**TO DO:** Substitute "mark" for every "pick out" in the records below, changing nothing else, and write the records out again without the pictures.

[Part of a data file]

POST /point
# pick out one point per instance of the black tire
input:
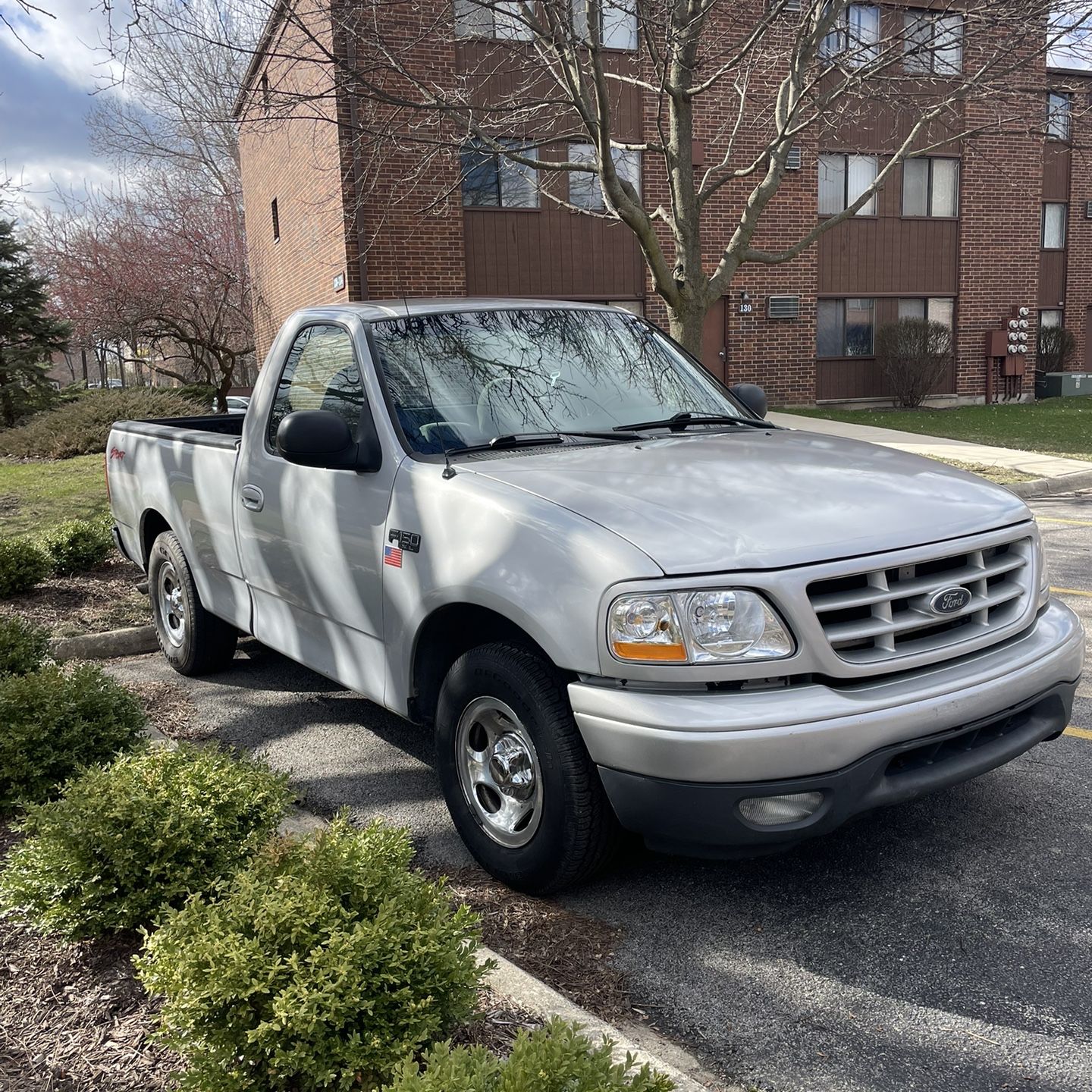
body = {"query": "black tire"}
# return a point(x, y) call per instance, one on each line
point(202, 643)
point(576, 831)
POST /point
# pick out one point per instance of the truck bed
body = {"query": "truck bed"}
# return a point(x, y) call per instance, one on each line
point(221, 429)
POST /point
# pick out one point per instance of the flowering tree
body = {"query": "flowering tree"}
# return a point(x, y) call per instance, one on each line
point(165, 268)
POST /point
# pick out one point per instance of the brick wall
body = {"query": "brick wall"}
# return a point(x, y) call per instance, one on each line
point(292, 154)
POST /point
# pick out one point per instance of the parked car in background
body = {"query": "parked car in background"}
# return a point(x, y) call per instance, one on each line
point(615, 593)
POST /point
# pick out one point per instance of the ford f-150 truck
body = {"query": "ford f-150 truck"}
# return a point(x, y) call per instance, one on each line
point(617, 595)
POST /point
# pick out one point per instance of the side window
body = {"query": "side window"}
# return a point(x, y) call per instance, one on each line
point(322, 372)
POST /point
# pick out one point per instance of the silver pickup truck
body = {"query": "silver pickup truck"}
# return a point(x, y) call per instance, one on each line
point(617, 595)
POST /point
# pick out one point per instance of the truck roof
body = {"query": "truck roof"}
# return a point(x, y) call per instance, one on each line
point(378, 310)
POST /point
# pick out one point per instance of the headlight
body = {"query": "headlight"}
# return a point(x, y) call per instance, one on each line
point(721, 626)
point(645, 628)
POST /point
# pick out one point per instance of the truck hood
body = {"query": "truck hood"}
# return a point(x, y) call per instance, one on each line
point(759, 500)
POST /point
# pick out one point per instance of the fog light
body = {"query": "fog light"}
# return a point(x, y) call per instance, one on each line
point(777, 811)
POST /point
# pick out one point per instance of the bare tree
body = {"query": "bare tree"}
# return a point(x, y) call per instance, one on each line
point(742, 83)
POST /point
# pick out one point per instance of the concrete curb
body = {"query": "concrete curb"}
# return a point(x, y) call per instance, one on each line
point(115, 642)
point(1052, 487)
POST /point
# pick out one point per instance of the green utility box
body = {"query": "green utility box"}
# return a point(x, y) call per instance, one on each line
point(1059, 384)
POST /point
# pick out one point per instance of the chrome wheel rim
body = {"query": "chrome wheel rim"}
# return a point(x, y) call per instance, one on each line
point(499, 772)
point(171, 605)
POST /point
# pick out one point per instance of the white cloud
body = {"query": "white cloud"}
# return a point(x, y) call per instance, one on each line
point(42, 183)
point(74, 44)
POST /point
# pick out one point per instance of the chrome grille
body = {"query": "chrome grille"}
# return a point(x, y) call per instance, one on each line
point(885, 613)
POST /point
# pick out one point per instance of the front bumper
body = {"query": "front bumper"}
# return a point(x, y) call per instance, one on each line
point(676, 764)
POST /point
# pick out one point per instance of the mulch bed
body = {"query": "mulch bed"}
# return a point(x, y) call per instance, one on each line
point(74, 1019)
point(570, 952)
point(87, 603)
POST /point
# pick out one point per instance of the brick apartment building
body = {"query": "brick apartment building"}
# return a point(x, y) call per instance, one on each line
point(963, 237)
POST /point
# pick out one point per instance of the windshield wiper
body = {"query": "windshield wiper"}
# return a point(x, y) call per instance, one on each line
point(682, 421)
point(509, 441)
point(620, 435)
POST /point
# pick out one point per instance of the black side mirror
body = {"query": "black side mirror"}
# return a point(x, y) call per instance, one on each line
point(323, 438)
point(752, 397)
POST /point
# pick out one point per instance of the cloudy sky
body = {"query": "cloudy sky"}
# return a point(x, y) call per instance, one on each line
point(44, 101)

**EXERCISE SOLUTION:**
POST /point
# mark one point per instance of the black tire
input:
body = {"query": "black tire"}
# return a point(x, y) call per instance, one on each line
point(202, 643)
point(576, 831)
POST /point
# mark one point per instance of the truck bed
body = {"query": "truck bed"}
# return a point(x, y) call per instance, one on each line
point(221, 429)
POST /point
# mark one point per instance of the flowering tree
body = {"query": "flowering tree"}
# return a point(x, y) call per instance, one on each line
point(165, 268)
POST /point
# mark one point per instance of the brick wall
body = {"query": "brick wall"}
# return a point(x, y) call per instance, one on each line
point(292, 154)
POST /point
# mark one point per instance of the parked car in background
body = {"query": "parked car in background"}
# return a point(x, y) call per instance, one on each line
point(615, 593)
POST /point
# mark one point per instance of the ford f-150 truck
body = {"query": "ford f-150 truck"}
# return a point(x, y) call per instance, one on each line
point(617, 595)
POST /point
# mark one point per instance of the side window
body = {"query": "side window"}
# return a point(x, y) call per instance, one on each line
point(322, 372)
POST /point
# mark one point per instance of the silver pickup truck
body = {"query": "silver pickup truck"}
# return a point(x, y) call per instance, one on each line
point(617, 595)
POST /point
# mark one point per instance of the truck roof
body = {"query": "truck roof"}
# return a point(x, y) call per instance, one on each line
point(378, 310)
POST /point
# mark one point per instance of the headlight
body = {"query": "headlight"}
# return a point(x, y) call per instance, one on each line
point(721, 626)
point(645, 628)
POST /point
# mark one point per instance of the truck hood
body = {"query": "truck hood"}
# return a point(x, y) call per instance, one on each line
point(759, 500)
POST /point
# mark one point per instance of the fog light
body = {"query": "fog light"}
# return a point(x, y) call per instance, one on each line
point(777, 811)
POST /point
# mark one point per instance of the bare tree
body = {"query": "bare tree"}
# return a point(x, y) call per instance, one on each line
point(742, 83)
POST /point
# mark one point per instance of the concrete curb
body = {"query": "concrete curb"}
# return a point(x, y) call per instance, one on each line
point(115, 642)
point(1052, 487)
POST /point
# mark one point per instance of the green utility box
body = {"query": "green utility box"}
# return a point(x, y) call per instance, one on each line
point(1059, 384)
POST /point
# mark one point per instance of the chrome wheel rim
body = {"query": "chrome wheel rim"}
# return a point(x, y) call per instance, one on each line
point(499, 772)
point(171, 605)
POST /point
# mark one point per instance of the white cloud
body = {"query": "white cloud"}
# return a point(x, y) call per instance, one on each line
point(42, 183)
point(74, 44)
POST /point
# mark one point per instance of the chrome grille
body = {"query": "chrome grille"}
# return a point(x, y) call per instance, one on each line
point(885, 613)
POST /point
# mark one point per instance of the front bumper
body = {"query": "front bumper"}
# return a point(x, y) call per instance, one on each line
point(676, 764)
POST /point
# mark one point per instance of the mulch bed
body = {"query": "mulch bed"}
# return a point(x, y) call per instance, one on each line
point(74, 1019)
point(570, 952)
point(87, 603)
POST /point
# mark one point per instance of the brick apartment building
body = {"query": "brick apartment building"}
# return a point(x, y) call per instance, one on each line
point(963, 237)
POST /point
# mark one point per instance of the windshield wiper
body = {"query": "windshield wiper"}
# return a point(x, y) call per instance, one on each line
point(682, 421)
point(509, 441)
point(620, 435)
POST /point
# mark one point per instance of the black side mirror
body = {"query": "black side mirror"}
# return a point(x, y) call per instance, one on each line
point(323, 438)
point(752, 397)
POST /point
# mark one point per instance of the cloudy sky
body = {"query": "cloudy sky"}
# return a point(x, y) call per instance, one on each line
point(44, 101)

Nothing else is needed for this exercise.